_Problem description_. All lines from the one containing "Task: identify the plush" through the final line of the listing below are to be retyped exactly; nothing else goes in the result.

_Material for this task_.
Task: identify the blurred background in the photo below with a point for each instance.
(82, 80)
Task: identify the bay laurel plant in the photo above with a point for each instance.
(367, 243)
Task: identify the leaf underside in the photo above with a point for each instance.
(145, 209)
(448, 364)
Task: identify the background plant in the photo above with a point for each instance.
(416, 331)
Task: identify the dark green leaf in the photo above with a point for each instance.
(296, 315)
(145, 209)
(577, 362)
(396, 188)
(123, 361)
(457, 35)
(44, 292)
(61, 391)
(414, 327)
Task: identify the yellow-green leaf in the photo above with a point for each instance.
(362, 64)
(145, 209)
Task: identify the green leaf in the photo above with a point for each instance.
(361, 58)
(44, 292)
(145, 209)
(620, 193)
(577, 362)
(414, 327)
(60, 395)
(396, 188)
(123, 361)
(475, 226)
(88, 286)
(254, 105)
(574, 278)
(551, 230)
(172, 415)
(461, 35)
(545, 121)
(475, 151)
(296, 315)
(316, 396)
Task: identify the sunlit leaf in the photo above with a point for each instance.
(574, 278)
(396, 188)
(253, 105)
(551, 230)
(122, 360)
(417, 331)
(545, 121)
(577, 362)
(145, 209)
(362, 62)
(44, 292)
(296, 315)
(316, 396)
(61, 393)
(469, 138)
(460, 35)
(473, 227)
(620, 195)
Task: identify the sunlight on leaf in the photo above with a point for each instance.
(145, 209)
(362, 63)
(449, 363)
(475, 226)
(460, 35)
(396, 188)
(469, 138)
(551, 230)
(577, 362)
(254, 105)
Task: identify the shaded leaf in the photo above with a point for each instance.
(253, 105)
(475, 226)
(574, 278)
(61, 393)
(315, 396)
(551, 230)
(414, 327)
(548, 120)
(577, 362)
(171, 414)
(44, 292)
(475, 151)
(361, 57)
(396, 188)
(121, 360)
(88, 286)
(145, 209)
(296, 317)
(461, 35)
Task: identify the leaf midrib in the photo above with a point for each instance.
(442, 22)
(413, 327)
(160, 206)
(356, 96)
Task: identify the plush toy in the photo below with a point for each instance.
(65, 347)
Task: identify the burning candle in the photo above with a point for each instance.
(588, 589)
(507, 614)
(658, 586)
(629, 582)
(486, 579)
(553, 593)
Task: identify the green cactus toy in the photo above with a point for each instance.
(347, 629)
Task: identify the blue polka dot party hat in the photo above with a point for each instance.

_Output for this task_.
Task: identify the plush toy in the photo below with a point for each instance.
(65, 347)
Task: identify the burning candle in the photo above with a point for each instance.
(588, 589)
(507, 614)
(658, 586)
(629, 582)
(486, 579)
(553, 593)
Task: identify the green cactus toy in the photo above with a point for each instance.
(347, 629)
Task: identify the blue polka dot party hat in the photo above with a point for each instance.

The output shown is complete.